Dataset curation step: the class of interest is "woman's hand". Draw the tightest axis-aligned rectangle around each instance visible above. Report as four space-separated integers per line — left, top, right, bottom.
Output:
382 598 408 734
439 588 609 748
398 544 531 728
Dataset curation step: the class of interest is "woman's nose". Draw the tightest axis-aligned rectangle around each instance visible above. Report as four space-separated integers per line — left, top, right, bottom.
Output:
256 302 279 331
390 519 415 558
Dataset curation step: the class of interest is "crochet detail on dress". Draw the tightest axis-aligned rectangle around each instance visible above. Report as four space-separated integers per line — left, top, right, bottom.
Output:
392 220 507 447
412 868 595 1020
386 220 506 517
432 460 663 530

==

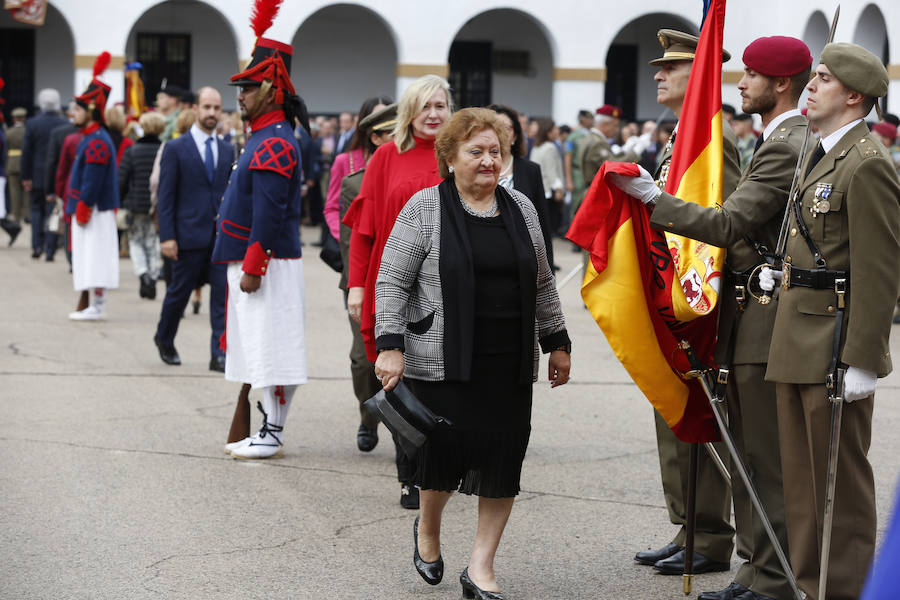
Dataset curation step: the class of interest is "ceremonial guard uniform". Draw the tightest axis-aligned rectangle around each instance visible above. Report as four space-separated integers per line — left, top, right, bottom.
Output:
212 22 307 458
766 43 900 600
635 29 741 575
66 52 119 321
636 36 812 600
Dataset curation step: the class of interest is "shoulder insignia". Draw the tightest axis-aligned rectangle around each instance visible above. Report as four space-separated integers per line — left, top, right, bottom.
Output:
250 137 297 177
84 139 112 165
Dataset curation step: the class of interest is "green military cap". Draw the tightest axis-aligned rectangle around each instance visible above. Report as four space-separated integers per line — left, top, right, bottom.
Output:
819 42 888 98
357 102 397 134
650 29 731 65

...

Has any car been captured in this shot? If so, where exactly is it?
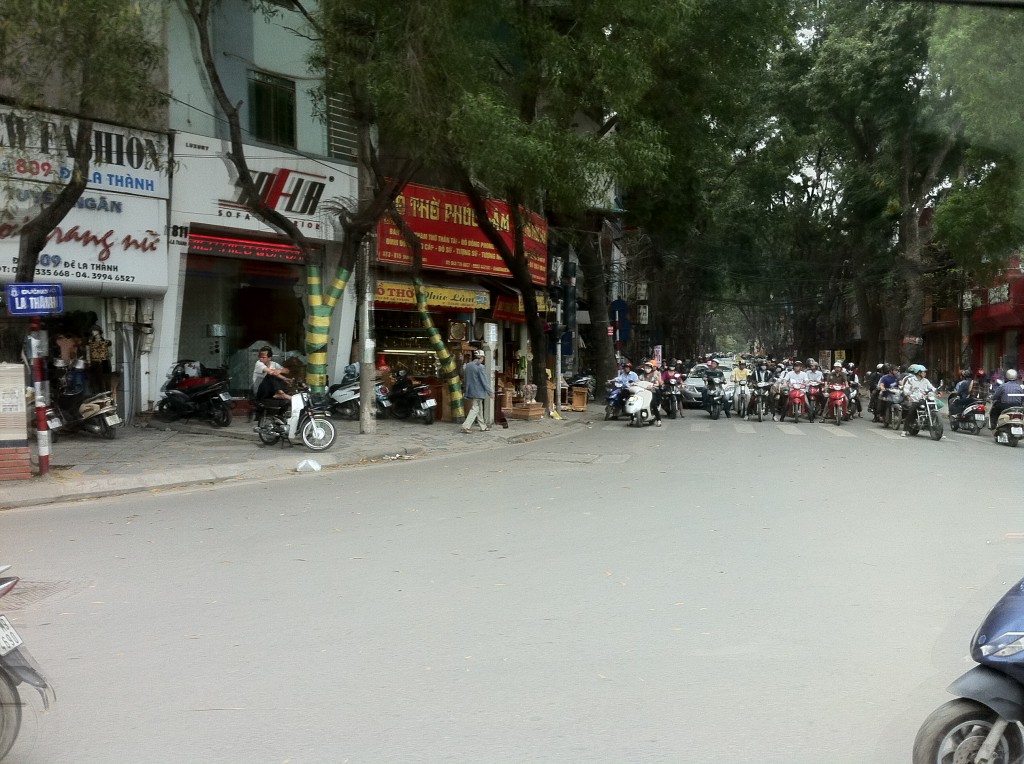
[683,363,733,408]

- [할 일] 위 기록에서 "woman"라는 단어가 들어 있는 줄을 모두 찾아 한 줄도 빠짐없이 추출하세요.

- [정답]
Dataset curation step: the class of interest is "woman's hand". Draw the tightest axis-aligned rectangle around each instance visible above. Report as four space-separated integers per line — left, top, right, bottom.
Dataset curation step: the class of interest is "woman's nose". Draw the tightest axis-aligned rectangle around each instance visible above. Report as four space-separated integers per line — left, top, right, bottom.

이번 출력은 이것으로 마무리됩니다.